The ultimate VPD calculator & environmental timeline.

Get your FREE VPD calculator and environmental timeline here! And if you’ve not got time to read up on how to use it in the post below, checkout this YouTube video for a super quick explanation!

 

 

 

When you’re a professional or hobby grower trying to grow the best quality plants, a VPD calculator can certainly help you on your way.

 

But we recognise that there are limitations to most VPD calculators out there.

 

These limitations restrict their usability, their usefulness and the benefits you can get from them.

 

That is why we created the Ultimate VPD Calculator and Environmental Timeline.

 

Our mission is to provide growers like you with the tools you need, to help you get the most out of your grow room, whilst growing greener. 😊

 

In this post I’ll cover

  • What a VPD calculator is.
  • Why VPD calculators are important.
  • How VPD calculators work.
  • What a VPD chart is and how to read it.
  • The limitations of traditional VPD calculators & VPD charts.
  • The 10 ways our VPD calculator is different (& better!)
  • How to use our VPD calculator.
  • The Grow Sensor & Grow App.

 

Although VPD calculators can be useful for fine tuning your grow space whilst growing a wide variety of different plants, please note:

 

Disclaimer: Any information given on this site is for educational purposes only. Please ensure if you’re growing cannabis you’re doing so in accordance with the law and subject to appropriate permissions and licenses of the applicable country.

**EXERCISE SET:**
[1] From the VPD calculator post, extract the passage that begins at the words "Our mission is" and stops after the words "calculators & VPD charts.".
[2] List every topic the VPD calculator post says it will cover.
The material after this point is separate from the VPD calculator post.

**Source records:**
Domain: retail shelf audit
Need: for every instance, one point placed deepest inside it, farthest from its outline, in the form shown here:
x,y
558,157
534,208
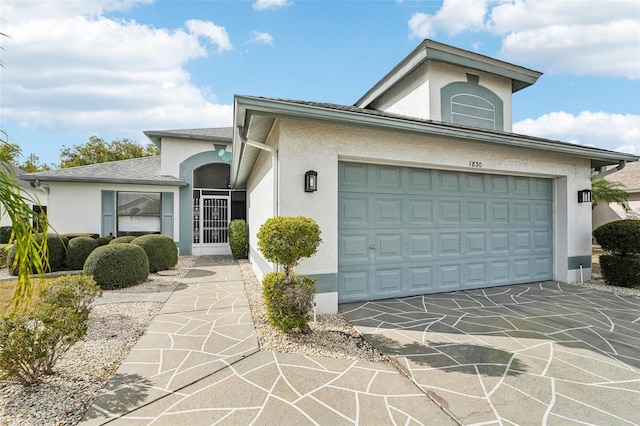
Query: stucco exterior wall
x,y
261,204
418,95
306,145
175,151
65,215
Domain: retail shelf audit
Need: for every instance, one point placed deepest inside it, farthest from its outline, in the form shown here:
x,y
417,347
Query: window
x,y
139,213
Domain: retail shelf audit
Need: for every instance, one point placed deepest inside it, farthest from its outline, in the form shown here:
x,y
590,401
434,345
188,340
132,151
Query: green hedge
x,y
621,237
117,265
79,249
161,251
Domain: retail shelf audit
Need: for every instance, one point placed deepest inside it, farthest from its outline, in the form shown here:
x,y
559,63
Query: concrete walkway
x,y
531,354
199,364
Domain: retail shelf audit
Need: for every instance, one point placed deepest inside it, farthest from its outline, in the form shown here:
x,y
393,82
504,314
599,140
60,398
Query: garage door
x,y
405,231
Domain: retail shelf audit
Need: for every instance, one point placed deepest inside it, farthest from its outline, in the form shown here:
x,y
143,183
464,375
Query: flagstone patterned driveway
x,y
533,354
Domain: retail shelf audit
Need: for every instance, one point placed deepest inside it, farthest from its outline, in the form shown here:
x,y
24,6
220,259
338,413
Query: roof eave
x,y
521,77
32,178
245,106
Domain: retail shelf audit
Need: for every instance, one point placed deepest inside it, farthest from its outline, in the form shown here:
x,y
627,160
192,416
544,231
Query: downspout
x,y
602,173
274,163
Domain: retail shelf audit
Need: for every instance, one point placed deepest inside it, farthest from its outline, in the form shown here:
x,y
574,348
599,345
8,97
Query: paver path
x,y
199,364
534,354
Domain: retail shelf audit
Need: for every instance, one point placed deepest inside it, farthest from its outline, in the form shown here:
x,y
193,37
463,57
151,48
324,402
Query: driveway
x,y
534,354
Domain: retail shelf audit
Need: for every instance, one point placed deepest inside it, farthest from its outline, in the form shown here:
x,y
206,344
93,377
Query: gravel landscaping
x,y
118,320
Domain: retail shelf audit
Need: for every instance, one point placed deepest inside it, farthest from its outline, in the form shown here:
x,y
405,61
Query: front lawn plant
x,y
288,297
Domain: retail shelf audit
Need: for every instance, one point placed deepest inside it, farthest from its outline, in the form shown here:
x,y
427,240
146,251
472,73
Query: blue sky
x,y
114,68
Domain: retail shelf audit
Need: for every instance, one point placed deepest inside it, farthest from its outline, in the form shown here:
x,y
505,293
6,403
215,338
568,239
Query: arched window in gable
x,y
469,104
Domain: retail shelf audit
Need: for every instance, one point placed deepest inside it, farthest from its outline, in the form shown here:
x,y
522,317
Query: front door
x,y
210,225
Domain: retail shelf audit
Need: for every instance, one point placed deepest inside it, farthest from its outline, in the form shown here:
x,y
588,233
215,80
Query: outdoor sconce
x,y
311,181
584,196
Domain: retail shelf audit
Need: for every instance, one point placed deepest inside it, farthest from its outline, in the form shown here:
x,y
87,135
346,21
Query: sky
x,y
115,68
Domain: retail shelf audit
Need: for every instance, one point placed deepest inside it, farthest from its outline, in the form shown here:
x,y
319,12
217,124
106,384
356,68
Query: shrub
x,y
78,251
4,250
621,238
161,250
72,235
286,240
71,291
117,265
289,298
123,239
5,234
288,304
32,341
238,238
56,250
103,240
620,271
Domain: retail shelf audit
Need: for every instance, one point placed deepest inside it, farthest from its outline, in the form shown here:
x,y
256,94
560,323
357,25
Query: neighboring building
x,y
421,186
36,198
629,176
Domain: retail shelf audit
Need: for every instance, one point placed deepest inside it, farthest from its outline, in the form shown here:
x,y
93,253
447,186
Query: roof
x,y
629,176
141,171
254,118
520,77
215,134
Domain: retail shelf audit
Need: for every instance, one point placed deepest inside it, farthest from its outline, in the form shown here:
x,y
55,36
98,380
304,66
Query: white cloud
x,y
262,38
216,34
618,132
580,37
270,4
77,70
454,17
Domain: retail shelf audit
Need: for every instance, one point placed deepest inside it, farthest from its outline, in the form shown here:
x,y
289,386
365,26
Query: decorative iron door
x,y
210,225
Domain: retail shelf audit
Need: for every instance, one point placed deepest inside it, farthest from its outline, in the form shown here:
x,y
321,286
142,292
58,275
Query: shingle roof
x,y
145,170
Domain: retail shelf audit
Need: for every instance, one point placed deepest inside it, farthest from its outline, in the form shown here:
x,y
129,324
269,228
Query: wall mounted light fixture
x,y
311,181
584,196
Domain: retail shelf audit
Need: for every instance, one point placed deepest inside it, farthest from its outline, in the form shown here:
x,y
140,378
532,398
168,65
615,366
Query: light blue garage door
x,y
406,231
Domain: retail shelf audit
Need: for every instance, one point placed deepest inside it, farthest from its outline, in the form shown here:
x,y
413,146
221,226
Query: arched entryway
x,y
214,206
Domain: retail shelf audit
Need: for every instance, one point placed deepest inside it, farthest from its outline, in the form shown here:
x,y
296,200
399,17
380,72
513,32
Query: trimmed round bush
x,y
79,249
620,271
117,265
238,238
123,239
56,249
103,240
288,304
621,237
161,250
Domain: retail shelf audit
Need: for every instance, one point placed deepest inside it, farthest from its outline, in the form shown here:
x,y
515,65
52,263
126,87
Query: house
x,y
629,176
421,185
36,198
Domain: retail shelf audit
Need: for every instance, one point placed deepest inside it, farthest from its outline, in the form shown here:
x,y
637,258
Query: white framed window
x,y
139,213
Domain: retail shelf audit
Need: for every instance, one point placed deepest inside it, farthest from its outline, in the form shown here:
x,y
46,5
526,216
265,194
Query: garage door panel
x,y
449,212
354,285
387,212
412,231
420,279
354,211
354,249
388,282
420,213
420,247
...
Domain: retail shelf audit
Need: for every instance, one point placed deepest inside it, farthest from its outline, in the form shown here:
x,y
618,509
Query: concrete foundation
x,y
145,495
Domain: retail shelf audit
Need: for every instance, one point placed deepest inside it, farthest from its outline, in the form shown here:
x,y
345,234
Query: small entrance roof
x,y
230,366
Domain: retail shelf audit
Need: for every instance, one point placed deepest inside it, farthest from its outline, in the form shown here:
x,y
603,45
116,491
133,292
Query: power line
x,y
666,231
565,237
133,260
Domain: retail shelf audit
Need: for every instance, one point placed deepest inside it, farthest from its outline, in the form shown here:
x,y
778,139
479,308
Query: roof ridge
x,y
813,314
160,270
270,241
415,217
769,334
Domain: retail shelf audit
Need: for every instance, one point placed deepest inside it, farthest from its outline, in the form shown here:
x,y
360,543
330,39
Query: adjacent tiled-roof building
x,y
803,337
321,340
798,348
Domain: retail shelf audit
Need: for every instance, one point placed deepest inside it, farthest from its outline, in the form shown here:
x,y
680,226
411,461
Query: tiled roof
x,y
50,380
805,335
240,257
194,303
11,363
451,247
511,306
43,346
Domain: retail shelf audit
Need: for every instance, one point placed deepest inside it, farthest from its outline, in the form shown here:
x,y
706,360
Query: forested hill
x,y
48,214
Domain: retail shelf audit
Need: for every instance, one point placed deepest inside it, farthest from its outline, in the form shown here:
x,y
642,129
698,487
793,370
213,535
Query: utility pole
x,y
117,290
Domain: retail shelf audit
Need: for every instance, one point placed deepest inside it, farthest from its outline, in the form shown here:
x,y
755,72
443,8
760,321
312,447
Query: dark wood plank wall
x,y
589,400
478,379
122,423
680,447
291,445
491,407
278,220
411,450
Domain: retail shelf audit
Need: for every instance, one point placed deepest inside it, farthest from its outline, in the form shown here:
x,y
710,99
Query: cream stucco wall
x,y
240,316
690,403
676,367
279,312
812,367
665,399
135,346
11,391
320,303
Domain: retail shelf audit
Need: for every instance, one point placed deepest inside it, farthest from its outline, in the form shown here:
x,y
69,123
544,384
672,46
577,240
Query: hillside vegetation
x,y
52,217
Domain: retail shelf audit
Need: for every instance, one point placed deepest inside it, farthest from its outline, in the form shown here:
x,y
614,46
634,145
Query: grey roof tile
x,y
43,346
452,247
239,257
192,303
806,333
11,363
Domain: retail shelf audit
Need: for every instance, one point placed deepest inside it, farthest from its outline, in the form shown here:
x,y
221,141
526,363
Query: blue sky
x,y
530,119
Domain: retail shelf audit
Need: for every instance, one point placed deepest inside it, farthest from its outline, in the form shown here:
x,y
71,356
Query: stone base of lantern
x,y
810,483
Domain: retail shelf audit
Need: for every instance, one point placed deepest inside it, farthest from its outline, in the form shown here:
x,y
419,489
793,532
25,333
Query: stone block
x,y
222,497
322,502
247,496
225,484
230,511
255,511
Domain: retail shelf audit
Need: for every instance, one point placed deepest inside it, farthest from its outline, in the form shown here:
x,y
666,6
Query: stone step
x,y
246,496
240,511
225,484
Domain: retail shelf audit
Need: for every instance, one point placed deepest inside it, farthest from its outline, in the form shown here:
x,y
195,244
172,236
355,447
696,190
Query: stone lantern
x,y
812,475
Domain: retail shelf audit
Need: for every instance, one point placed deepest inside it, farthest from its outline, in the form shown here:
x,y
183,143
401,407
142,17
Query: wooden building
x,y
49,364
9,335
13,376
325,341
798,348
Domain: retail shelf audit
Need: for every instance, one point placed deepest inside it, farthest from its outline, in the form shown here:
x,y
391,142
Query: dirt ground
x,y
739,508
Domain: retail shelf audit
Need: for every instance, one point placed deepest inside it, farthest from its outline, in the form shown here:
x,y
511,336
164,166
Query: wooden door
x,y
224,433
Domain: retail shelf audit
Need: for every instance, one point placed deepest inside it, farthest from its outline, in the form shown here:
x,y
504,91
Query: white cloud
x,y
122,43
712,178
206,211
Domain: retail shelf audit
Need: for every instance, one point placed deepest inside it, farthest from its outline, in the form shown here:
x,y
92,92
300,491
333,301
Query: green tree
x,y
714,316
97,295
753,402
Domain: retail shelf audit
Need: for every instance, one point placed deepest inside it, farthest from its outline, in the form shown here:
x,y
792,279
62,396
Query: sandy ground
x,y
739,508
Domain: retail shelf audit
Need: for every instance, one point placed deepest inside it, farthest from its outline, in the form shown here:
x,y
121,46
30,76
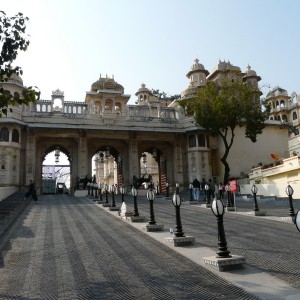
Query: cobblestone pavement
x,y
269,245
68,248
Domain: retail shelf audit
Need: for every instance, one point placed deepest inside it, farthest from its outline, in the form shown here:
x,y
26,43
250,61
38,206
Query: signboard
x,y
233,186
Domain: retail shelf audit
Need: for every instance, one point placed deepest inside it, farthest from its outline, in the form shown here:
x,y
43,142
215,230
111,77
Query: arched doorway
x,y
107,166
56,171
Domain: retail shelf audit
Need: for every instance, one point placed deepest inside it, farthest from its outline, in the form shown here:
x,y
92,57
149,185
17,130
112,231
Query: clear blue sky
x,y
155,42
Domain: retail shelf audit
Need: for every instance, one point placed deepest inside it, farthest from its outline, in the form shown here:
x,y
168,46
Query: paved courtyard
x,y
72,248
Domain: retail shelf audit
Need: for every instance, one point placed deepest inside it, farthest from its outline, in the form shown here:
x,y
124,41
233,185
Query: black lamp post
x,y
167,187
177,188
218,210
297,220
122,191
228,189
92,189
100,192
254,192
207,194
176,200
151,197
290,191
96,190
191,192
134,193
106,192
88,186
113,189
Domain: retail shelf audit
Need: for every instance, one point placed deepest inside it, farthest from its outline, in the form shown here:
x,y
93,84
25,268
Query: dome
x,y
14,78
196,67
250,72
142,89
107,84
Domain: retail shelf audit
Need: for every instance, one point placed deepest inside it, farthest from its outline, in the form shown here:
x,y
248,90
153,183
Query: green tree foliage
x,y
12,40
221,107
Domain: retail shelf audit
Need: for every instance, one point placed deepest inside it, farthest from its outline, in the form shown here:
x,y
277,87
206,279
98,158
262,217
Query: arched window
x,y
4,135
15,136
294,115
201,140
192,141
---
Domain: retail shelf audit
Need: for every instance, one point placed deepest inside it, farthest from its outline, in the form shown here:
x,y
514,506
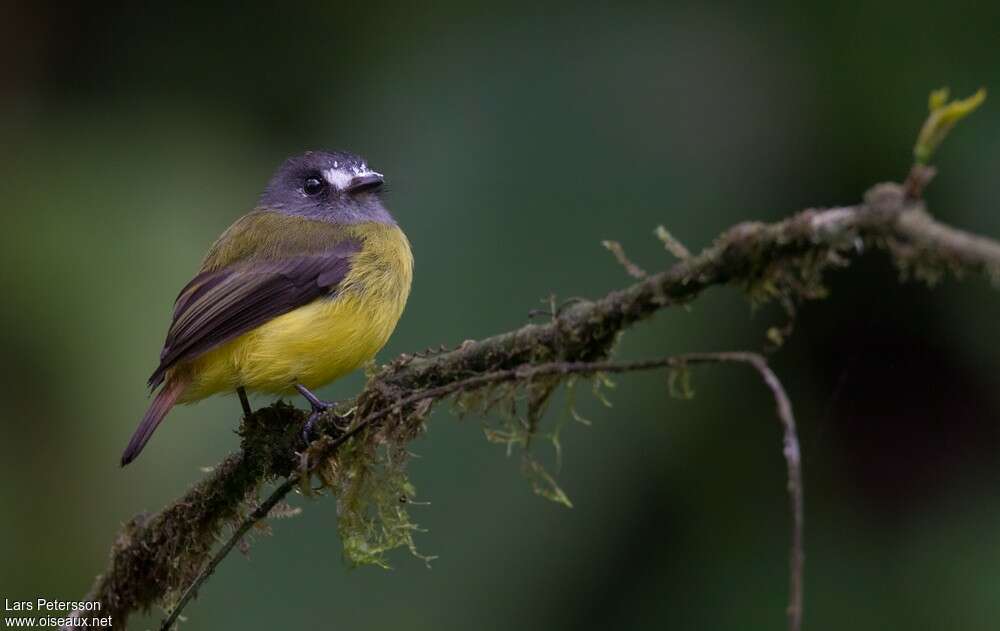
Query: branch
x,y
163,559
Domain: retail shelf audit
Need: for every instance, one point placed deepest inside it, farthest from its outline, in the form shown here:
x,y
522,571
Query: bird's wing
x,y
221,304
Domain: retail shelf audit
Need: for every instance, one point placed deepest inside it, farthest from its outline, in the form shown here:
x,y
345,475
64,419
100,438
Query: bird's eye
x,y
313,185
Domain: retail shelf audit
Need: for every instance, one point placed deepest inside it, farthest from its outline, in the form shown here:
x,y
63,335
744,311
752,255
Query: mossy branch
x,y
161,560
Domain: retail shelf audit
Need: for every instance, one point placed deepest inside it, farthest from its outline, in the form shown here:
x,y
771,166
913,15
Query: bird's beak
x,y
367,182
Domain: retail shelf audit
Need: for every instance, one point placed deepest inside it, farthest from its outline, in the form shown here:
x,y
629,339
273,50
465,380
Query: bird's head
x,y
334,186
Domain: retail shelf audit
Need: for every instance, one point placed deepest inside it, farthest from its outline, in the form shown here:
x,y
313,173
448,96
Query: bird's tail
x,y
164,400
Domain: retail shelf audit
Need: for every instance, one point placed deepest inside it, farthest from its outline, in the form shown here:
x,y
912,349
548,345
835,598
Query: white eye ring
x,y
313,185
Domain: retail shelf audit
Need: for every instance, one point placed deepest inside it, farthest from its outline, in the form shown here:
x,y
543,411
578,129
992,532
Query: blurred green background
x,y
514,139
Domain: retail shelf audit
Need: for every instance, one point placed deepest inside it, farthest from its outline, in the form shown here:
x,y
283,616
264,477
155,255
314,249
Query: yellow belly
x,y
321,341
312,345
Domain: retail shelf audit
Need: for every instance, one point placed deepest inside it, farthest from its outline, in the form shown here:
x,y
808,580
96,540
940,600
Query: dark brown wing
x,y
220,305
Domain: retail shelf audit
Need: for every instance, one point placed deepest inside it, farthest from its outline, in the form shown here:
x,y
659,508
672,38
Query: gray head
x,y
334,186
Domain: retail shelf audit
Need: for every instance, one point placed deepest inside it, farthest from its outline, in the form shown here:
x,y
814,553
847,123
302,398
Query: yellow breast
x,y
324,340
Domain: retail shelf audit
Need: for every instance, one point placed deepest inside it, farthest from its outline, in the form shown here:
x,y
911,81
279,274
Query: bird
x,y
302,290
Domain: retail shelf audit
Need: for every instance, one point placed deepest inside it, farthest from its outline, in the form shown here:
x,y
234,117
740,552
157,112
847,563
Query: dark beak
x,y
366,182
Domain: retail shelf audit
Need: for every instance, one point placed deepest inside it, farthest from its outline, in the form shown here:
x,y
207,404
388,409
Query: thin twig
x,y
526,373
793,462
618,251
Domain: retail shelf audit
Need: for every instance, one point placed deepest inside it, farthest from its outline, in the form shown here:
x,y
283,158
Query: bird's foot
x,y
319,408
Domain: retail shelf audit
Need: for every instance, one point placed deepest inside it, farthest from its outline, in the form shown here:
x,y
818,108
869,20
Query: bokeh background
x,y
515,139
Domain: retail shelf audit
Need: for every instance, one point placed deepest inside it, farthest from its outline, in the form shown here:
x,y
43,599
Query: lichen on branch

**ANSWERS TO THE PROBLEMS:**
[1]
Our mission is to provide growers like you with the tools you need, to help you get the most out of your grow room, whilst growing greener. 😊

 

In this post I’ll cover

  • What a VPD calculator is.
  • Why VPD calculators are important.
  • How VPD calculators work.
  • What a VPD chart is and how to read it.
  • The limitations of traditional VPD calculators & VPD charts.

[2]
- What a VPD calculator is.
- Why VPD calculators are important.
- How VPD calculators work.
- What a VPD chart is and how to read it.
- The limitations of traditional VPD calculators & VPD charts.
- The 10 ways our VPD calculator is different (& better!)
- How to use our VPD calculator.
- The Grow Sensor & Grow App.